• **PARTES DEL EJERCICIO**:
**a)** ¿En qué ciudad está fechada la carta de Jorge Guillén que se cita en el ensayo sobre la relectura de poesía?
**b)** Reescribe el pasaje del ensayo sobre la relectura de poesía que comienza en "El poeta escribe" y sigue hasta "sobre las cronologías?", sustituyendo "vigencia" por "actualidad".
**c)** Prolonga el ensayo sobre la relectura de poesía a partir del punto en que se detiene.

• **FRAGMENTO**:
───

El problema de un buen lector sería saber por qué relee y qué relee. ¿O habrá que aclarar antes por qué uno lee esto y no aquello, y relee aquello y no esto? Antes, como es obvio, hay que leer. Han dicho, y no recuerdo quiénes, que un narrador o un ensayista recrea a sus antecesores; este comentarista diría que también prefigura a sus lectores. Un poeta, para ceñirnos al tema anunciado, también lleva en sí la potencialidad de engendrar a los lectores del futuro.
No sorprende que un poema pierda actualidad, y permanezca solo como una señal pétrea del paso de su autor por la historiografía literaria. Y por ello la pregunta que ahora vendría a completar las intenciones de esos lugares comunes sería esta: ¿Tendrá relación el año de nacimiento del poeta con la perdurabilidad de un poema?
El poeta escribe en un tiempo: su tiempo, en que adquirió las ideas definitivas, las influencias decisivas. Pero parte de los lectores posibles leen en el mismo tiempo, y también los potenciales lectores del futuro cambian con respecto a sus antecesores. Y vendríamos a admitir, pues, que el poema pierde vigencia en cada generación entrante: se va con las salientes. ¿Será verdad esta presunción, este análisis fundado sobre las cronologías?
Tal vez la respuesta más pronta sea sí, puesto que el poema, sus conceptos, sus imágenes y el gusto que las prefiere cambian con el tiempo. Una corrección habría que hacer, sin embargo: no es la poesía la que cambia sino la forma de la poesía. La poesía, ese misterio que pocos se han atrevido a develar afrontando el riesgo de maltratarlo, es algo distinto a la forma aunque sean dialécticamente inseparables, como los brazos, los pies, la cabeza no es el ser; uno se siente distinto de su cuerpo, y si faltara un miembro, el hombre o la mujer continúan percibiéndose enteros desde dentro. «No hay más poesía que la realizada en el poema», dijo Jorge Guillén en una carta fechada en Valladolid el viernes santo de 1926. Y abstrayéndome de todos los demás argumentos, el Guillén español parece afirmar que, si el poema colecta la poesía con los aderezos de su tiempo, en cualquier tiempo venidero podrá leerse y sentirse.

───

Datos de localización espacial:
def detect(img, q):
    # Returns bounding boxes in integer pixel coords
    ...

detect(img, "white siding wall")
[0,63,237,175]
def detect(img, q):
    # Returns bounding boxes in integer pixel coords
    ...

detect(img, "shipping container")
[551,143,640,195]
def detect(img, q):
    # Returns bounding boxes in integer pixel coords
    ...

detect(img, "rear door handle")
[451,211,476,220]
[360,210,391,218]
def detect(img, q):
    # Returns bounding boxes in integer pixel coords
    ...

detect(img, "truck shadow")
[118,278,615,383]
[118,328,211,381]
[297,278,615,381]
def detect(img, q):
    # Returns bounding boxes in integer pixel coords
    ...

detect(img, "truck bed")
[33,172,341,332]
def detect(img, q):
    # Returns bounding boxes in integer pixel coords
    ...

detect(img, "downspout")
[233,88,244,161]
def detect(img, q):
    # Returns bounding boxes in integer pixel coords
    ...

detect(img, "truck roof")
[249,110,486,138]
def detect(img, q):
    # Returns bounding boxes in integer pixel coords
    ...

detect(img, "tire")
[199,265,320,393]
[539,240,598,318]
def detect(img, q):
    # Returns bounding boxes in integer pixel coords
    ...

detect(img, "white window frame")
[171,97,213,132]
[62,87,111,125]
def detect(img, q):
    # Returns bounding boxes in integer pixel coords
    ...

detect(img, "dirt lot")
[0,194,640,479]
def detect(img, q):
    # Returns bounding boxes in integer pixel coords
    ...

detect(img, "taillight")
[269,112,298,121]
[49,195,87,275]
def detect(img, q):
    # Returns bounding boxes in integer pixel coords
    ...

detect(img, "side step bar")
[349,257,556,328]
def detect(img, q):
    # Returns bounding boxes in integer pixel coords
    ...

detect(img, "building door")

───

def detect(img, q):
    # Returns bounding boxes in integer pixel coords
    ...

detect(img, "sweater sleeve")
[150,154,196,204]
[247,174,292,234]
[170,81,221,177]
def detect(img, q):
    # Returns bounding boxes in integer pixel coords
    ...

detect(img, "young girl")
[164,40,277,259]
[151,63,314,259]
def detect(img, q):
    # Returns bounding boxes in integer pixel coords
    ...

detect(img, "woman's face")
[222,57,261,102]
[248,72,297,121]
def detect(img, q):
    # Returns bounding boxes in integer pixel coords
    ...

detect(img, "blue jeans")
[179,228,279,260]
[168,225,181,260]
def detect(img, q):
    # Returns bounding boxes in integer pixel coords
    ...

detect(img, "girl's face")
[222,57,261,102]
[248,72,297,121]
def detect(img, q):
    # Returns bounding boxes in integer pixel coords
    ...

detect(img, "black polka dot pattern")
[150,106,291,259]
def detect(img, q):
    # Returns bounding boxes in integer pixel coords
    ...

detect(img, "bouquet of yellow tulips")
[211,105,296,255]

───

• **RESULTADOS DEL EJERCICIO**:
**a)** En Valladolid.

**b)**
El poeta escribe en un tiempo: su tiempo, en que adquirió las ideas definitivas, las influencias decisivas. Pero parte de los lectores posibles leen en el mismo tiempo, y también los potenciales lectores del futuro cambian con respecto a sus antecesores. Y vendríamos a admitir, pues, que el poema pierde actualidad en cada generación entrante: se va con las salientes. ¿Será verdad esta presunción, este análisis fundado sobre las cronologías?

**c)**
Mi gusto se queja de alguna poesía, o lo que por ella se pueda entender, de la actualidad y del país donde vivo. Le falta, por lo común, según la defino, la sonoridad, el ritmo, la síntesis con que el tejido interno se traduce en su textura externa. No muchos de los poetas que cuentan mi edad me colman; y menos aun, muchos de los poetas a los que les doblo la edad. Pero, porque me sean indiferentes, no he de calificarlos de anticuados, fuera de tiempo. Ni he de incluirme entre los retrasados o atrasados. La poesía, como he intentado demostrar, es lo que permanece en cualquier tiempo. Cuando el colombiano Gómez Restrepo compuso este verso: (…) «tenía la ancha sonrisa del maíz», pudo haber sido ayer u hoy, o hace 80 años: la impresión, la sugerencia poética permanece.
¿Será cierto que hay muchas poesías, es decir, numerosas y cambiantes esencias poéticas? ¿O tendremos que averiguar si lo que leemos hoy o leímos en siglos pasados es esa sustancia que, sin precisarse, aún resuena en el discurso del Abate Brémond en la Academia Francesa cuando preguntaba qué cosa es al fin la poesía?
Me parece que aún no hemos dado con la definición, puesto que la factura también se extravía enrutando la responsabilidad del poeta en una aventura de experimentación. Y si empezamos hablando de relecturas, uno de los libros que releo es Los conjurados, de Borges. A mi sentir, nos envuelve en la atmósfera de lo último, lo definitivo, pues lo publicó en 1985, un año antes de fallecer. Y tanto en la dedicatoria y el prólogo, como en varios de esos poemas que oscilan en la diversidad formal en estrofas y medidas, el polémico autor de La Historia universal de la infamia dejó, como una especie de última voluntad literaria, de sabiduría testamentaria, algunas líneas que subrayo y vuelvo a subrayar, porque proponen respuestas a lo que parece carecer de explicaciones aceptables. Por ejemplo, esta, que asumo como una norma: «En el poema, la cadencia y el ambiente de una palabra pueden pesar más que el sentido».